(Collected data entries)

————————

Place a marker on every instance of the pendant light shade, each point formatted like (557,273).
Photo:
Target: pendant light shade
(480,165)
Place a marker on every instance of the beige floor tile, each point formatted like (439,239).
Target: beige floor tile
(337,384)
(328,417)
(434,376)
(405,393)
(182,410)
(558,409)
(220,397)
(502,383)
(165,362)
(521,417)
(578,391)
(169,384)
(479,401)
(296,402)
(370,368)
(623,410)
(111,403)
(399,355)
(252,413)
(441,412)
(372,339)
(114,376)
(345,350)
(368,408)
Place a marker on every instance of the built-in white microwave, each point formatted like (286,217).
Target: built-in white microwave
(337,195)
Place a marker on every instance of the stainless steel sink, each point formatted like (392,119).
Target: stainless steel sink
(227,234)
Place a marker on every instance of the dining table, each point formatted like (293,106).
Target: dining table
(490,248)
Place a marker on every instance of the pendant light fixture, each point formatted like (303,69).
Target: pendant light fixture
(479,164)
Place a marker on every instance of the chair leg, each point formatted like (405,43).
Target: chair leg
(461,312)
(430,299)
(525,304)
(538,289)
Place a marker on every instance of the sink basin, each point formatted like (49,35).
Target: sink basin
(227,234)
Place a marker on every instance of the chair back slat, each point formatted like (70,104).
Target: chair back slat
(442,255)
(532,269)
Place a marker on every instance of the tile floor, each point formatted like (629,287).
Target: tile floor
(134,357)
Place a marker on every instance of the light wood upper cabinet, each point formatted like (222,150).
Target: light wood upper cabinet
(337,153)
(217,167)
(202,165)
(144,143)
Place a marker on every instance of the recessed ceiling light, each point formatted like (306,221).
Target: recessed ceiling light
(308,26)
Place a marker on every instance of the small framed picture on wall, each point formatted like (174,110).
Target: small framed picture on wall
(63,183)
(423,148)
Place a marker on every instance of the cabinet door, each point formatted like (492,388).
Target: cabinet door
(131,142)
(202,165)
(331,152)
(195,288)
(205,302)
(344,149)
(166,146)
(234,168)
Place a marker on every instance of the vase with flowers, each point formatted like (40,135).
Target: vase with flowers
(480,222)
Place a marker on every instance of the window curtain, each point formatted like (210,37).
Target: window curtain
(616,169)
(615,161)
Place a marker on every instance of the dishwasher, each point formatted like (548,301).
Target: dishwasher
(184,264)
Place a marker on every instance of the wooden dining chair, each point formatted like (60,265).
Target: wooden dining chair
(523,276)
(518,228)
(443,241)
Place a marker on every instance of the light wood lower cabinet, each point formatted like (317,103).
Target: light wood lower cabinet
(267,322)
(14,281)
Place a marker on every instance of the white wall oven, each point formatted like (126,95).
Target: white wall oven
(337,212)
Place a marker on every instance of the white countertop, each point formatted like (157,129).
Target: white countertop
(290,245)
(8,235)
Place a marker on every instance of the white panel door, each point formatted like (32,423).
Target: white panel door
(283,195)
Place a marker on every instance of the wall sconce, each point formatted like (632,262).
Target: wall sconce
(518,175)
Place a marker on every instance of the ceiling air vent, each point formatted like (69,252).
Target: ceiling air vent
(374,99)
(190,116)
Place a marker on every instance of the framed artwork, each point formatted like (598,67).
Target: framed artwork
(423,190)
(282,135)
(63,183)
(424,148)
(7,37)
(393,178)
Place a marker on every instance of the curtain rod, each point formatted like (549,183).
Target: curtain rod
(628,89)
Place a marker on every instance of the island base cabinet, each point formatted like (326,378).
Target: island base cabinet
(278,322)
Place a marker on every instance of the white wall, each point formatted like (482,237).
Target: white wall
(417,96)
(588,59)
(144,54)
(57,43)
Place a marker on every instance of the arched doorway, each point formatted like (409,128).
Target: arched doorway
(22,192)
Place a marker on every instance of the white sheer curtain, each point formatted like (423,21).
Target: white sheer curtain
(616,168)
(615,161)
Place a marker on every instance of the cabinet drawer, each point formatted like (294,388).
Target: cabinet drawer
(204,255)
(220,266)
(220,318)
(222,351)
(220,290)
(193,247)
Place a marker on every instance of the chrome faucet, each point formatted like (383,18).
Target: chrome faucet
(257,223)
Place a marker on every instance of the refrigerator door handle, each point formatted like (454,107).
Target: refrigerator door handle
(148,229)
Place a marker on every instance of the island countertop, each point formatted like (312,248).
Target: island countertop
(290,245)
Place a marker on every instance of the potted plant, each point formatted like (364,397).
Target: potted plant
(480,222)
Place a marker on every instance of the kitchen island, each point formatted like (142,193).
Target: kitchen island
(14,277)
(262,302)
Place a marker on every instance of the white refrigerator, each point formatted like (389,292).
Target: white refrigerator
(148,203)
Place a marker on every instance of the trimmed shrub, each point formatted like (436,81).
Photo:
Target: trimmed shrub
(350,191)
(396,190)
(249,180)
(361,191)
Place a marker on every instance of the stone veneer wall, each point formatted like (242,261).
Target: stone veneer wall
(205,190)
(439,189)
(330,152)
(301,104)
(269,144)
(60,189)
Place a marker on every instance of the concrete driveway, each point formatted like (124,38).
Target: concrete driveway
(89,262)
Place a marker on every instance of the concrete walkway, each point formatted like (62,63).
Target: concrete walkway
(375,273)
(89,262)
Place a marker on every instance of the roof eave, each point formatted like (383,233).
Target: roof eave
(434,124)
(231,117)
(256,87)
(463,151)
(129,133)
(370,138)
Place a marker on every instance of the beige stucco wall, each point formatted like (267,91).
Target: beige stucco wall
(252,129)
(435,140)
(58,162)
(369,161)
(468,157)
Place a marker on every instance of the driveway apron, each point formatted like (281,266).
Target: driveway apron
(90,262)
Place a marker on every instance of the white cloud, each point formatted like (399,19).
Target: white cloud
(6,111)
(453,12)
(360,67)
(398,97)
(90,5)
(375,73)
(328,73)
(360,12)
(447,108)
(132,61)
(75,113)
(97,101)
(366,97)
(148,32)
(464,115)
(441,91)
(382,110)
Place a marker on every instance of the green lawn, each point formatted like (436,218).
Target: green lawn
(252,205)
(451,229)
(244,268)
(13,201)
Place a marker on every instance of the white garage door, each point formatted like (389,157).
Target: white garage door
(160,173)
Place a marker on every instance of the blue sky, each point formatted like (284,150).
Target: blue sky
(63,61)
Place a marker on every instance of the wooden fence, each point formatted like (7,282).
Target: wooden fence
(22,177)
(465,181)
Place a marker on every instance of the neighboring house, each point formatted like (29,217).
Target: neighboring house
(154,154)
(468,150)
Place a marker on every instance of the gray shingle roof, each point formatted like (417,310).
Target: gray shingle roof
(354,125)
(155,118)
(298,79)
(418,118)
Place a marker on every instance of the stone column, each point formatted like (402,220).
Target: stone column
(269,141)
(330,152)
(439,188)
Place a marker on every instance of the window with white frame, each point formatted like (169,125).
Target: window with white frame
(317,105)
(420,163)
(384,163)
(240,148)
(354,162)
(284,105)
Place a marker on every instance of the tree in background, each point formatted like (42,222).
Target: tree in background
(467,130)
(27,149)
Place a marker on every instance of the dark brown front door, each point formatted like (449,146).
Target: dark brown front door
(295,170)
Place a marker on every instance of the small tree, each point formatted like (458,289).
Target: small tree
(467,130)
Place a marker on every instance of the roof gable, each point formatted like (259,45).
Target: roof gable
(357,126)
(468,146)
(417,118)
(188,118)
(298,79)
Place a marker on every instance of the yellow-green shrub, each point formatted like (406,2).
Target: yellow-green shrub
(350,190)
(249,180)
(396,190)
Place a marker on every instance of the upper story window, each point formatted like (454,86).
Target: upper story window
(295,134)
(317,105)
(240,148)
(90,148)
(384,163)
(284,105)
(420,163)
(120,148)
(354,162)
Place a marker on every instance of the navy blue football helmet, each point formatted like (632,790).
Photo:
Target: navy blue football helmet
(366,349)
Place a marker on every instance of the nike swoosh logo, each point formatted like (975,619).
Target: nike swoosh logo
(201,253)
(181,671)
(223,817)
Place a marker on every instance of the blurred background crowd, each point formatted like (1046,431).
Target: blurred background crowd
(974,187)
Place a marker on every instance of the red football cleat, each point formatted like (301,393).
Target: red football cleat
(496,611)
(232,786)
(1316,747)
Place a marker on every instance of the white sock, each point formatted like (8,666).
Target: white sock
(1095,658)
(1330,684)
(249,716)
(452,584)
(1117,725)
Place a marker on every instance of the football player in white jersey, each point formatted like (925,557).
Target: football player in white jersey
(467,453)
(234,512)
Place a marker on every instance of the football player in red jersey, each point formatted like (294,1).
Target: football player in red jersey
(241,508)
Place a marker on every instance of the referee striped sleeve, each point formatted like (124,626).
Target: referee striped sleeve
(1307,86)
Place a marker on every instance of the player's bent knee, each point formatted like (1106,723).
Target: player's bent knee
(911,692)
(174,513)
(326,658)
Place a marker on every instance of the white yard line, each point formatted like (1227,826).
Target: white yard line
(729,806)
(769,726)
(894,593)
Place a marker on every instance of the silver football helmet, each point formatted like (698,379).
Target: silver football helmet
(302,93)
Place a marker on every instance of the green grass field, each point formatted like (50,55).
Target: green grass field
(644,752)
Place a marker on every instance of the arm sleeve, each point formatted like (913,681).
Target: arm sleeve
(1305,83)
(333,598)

————————

Could you set down, exactly as written, the lines above between the one holding "Target: stone veneer wall" and the one holding "Place a marker on every instance of the tree", inclusive, and nothing more?

### [Response]
Target: stone veneer wall
(205,190)
(439,189)
(330,152)
(301,104)
(269,144)
(60,189)
Place a marker on every instance of the concrete driveway, each point formatted like (124,38).
Target: concrete driveway
(89,262)
Place a marker on every instance of the concrete walkway, each point formatted like (62,63).
Target: concrete walkway
(375,273)
(89,262)
Place a marker on every instance of the roof eave, each point formatted like (383,233).
Target: roof eave
(434,124)
(231,117)
(256,87)
(463,151)
(129,133)
(370,138)
Place a marker on every instance of the beige stucco wall, each point formatted like (267,91).
Target: beige stucco wall
(252,129)
(435,140)
(58,162)
(369,161)
(468,157)
Place a marker on every instance of the driveway apron, each point formatted like (281,266).
Target: driveway apron
(90,262)
Place a marker on every instance of the white cloud, each point formatted like (399,19).
Target: white cloud
(6,111)
(453,12)
(360,67)
(398,97)
(90,5)
(375,73)
(328,73)
(360,12)
(447,108)
(132,61)
(75,113)
(97,101)
(366,97)
(148,32)
(464,115)
(441,91)
(382,110)
Place a marker on every instance of the green lawn, each point formatted like (436,218).
Target: green lawn
(252,205)
(451,229)
(244,268)
(13,201)
Place a marker on every instance of the white garage door, each point formatted like (389,157).
Target: white garage door
(160,173)
Place a marker on every instance of the blue sky, each point formatted like (284,150).
Target: blue sky
(63,61)
Place a marker on every instance of the wooden fence, each point formatted like (7,282).
Target: wooden fence
(22,177)
(465,181)
Place a marker on every instance of the neighboring house, each point formatted like (29,217).
Target: neighboring house
(154,154)
(468,150)
Place a marker on every instance of the gray shingle roof, each point formatted like (417,310).
Target: gray shingle roof
(354,125)
(155,118)
(298,79)
(418,118)
Place a marker on every instance of the stone column, each point formatted like (402,220).
Target: stone column
(269,141)
(330,152)
(439,188)
Place a marker on every instance of the window with white frame, each point formatted like (169,125).
Target: window with white frame
(317,105)
(420,163)
(384,163)
(240,148)
(354,162)
(284,105)
Place a marker on every instance of the tree in background, each point formatted like (42,222).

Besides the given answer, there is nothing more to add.